Retype the records below line for line, keeping every character unchanged.

» **Records shown**:
◇ ◇ ◇

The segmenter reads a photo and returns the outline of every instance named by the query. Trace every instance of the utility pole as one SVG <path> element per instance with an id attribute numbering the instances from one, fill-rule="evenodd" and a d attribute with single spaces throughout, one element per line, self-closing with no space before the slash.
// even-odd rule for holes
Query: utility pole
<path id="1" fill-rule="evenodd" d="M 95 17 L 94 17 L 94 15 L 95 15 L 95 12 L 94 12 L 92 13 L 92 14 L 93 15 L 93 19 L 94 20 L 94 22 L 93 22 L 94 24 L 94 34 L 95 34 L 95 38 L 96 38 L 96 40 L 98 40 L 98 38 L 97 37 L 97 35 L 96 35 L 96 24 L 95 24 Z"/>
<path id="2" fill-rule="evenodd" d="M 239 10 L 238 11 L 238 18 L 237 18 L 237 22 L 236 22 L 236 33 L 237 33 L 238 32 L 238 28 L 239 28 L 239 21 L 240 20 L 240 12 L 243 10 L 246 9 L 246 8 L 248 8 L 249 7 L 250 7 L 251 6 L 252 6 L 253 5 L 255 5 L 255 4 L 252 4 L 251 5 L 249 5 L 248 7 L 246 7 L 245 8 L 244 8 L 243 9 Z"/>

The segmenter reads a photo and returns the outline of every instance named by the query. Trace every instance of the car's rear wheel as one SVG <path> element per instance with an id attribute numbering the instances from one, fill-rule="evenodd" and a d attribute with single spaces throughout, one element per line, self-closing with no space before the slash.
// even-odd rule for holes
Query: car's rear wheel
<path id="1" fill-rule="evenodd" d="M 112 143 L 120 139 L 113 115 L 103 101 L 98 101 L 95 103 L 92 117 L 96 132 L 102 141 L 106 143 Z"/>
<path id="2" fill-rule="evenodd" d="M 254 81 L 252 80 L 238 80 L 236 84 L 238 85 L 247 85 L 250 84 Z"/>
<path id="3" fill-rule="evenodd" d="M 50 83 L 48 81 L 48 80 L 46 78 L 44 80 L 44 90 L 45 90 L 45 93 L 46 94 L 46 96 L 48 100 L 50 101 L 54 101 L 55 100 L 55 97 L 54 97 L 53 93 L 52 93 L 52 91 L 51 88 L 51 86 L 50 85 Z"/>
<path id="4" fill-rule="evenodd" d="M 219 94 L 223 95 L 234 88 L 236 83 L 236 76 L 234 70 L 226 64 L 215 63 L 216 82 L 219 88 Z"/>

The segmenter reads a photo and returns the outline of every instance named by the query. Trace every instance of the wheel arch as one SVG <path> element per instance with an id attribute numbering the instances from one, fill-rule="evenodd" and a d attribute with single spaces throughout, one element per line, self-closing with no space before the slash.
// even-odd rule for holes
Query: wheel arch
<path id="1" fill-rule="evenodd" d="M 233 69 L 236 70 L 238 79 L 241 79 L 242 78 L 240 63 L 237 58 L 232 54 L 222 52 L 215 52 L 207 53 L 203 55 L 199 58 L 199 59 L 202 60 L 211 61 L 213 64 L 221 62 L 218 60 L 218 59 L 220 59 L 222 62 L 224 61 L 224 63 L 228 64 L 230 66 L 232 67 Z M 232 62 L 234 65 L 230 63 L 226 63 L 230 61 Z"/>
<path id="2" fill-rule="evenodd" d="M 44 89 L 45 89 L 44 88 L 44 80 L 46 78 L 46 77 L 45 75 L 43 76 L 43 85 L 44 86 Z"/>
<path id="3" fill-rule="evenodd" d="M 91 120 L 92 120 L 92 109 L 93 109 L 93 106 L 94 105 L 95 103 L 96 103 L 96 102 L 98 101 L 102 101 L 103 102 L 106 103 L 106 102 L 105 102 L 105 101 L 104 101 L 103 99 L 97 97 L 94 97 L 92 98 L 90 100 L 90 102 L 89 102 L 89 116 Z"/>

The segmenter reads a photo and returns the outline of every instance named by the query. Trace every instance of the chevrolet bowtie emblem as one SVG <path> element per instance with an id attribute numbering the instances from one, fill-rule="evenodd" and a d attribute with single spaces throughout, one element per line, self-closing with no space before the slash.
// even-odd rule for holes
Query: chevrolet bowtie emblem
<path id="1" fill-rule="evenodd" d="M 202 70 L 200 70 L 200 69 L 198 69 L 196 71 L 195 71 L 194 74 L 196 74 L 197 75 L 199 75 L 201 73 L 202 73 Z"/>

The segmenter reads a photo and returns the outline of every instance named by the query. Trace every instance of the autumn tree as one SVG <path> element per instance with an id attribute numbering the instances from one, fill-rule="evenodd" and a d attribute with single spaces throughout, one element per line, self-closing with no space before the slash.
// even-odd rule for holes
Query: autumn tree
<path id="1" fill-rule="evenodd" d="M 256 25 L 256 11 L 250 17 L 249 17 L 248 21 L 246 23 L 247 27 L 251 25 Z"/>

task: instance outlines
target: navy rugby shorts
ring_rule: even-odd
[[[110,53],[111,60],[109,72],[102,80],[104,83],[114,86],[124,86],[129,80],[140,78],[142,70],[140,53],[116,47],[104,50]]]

◇ ◇ ◇

» **Finished answer**:
The segmenter reads a photo and returns the outline of every instance named by the query. Trace every instance of the utility pole as one SVG <path> element per instance with an id attribute numbering the instances from one, fill-rule="evenodd" and a d attribute with single spaces throughout, one element per line, self-closing with no space before the slash.
// even-odd rule for holes
Query: utility pole
<path id="1" fill-rule="evenodd" d="M 95 17 L 94 17 L 94 15 L 95 15 L 95 12 L 94 12 L 92 13 L 92 14 L 93 15 L 93 19 L 94 20 L 94 22 L 93 22 L 94 24 L 94 34 L 95 34 L 95 38 L 96 38 L 96 40 L 98 40 L 98 38 L 97 37 L 97 35 L 96 35 L 96 24 L 95 24 Z"/>
<path id="2" fill-rule="evenodd" d="M 239 10 L 238 11 L 238 18 L 237 18 L 237 22 L 236 22 L 236 33 L 237 33 L 238 32 L 238 28 L 239 28 L 239 21 L 240 20 L 240 12 L 243 10 L 246 9 L 246 8 L 248 8 L 249 7 L 250 7 L 251 6 L 252 6 L 253 5 L 255 5 L 255 4 L 252 4 L 251 5 L 249 5 L 248 7 L 246 7 L 245 8 L 244 8 L 243 9 Z"/>

The segmenter reads a photo and returns the outline of every instance named by the query. Trace every instance of the car's rear wheel as one SVG <path> element per instance with an id attribute numbering the instances from one, fill-rule="evenodd" and a d attribute with single spaces throughout, one element per line, self-closing with no space before the slash.
// even-odd rule for holes
Query: car's rear wheel
<path id="1" fill-rule="evenodd" d="M 112 143 L 120 139 L 113 115 L 103 101 L 98 101 L 95 103 L 92 117 L 96 132 L 102 141 L 106 143 Z"/>
<path id="2" fill-rule="evenodd" d="M 254 81 L 252 80 L 238 80 L 236 84 L 238 85 L 247 85 L 250 84 Z"/>
<path id="3" fill-rule="evenodd" d="M 50 83 L 48 81 L 48 80 L 46 78 L 44 80 L 44 90 L 45 90 L 45 93 L 46 94 L 46 96 L 48 100 L 50 101 L 54 101 L 55 100 L 55 97 L 54 97 L 53 93 L 52 93 L 52 91 L 51 88 L 51 86 L 50 85 Z"/>
<path id="4" fill-rule="evenodd" d="M 219 94 L 223 95 L 234 88 L 236 83 L 236 76 L 234 70 L 226 64 L 215 63 L 216 82 L 219 88 Z"/>

The segmenter reads a photo and returns the outline of every instance named by the query. Trace every instance of the wheel arch as one SVG <path> element per instance with an id attribute numbering the instances from one, fill-rule="evenodd" and a d attribute with single spaces throughout, one element per line, self-closing with no space before the slash.
// even-odd rule for holes
Query: wheel arch
<path id="1" fill-rule="evenodd" d="M 233 69 L 236 70 L 238 79 L 241 79 L 242 78 L 240 63 L 237 58 L 232 54 L 222 52 L 215 52 L 207 53 L 203 55 L 199 58 L 199 59 L 202 60 L 211 61 L 213 64 L 221 62 L 218 60 L 218 59 L 220 59 L 222 62 L 224 61 L 224 63 L 228 64 L 230 66 L 232 67 Z M 232 62 L 234 65 L 230 63 L 226 63 L 230 61 Z"/>
<path id="2" fill-rule="evenodd" d="M 44 89 L 45 89 L 44 88 L 44 80 L 46 78 L 46 77 L 45 75 L 43 76 L 43 85 L 44 86 Z"/>
<path id="3" fill-rule="evenodd" d="M 91 120 L 92 120 L 92 109 L 93 109 L 93 106 L 94 105 L 95 103 L 96 103 L 96 102 L 98 101 L 102 101 L 103 102 L 106 103 L 106 102 L 105 102 L 105 101 L 104 101 L 103 99 L 97 97 L 94 97 L 92 98 L 90 100 L 90 102 L 89 102 L 89 116 Z"/>

The segmenter reads a photo and returns the outline of every instance named by the query. Trace every instance of the chevrolet bowtie emblem as one SVG <path> element per instance with an id attribute numbering the instances from one, fill-rule="evenodd" and a d attribute with single spaces throughout, one element per line, self-closing with no space before the slash.
// even-odd rule for holes
Query: chevrolet bowtie emblem
<path id="1" fill-rule="evenodd" d="M 202 70 L 200 70 L 200 69 L 198 69 L 196 71 L 195 71 L 194 74 L 196 74 L 197 75 L 199 75 L 201 73 L 202 73 Z"/>

The segmenter reads a photo and returns the outline of every instance named by the query. Trace every instance of the autumn tree as one SVG <path> element per instance with an id attribute numbering the instances from one, fill-rule="evenodd" and a d attribute with single spaces throughout, one element per line, self-closing with no space before the slash.
// even-odd rule for holes
Query: autumn tree
<path id="1" fill-rule="evenodd" d="M 256 25 L 256 11 L 250 17 L 249 17 L 248 21 L 246 23 L 247 27 L 251 25 Z"/>

task: instance outlines
target: navy rugby shorts
ring_rule: even-odd
[[[110,53],[111,60],[109,72],[102,80],[104,83],[114,86],[124,86],[129,80],[140,78],[142,70],[140,53],[116,47],[104,50]]]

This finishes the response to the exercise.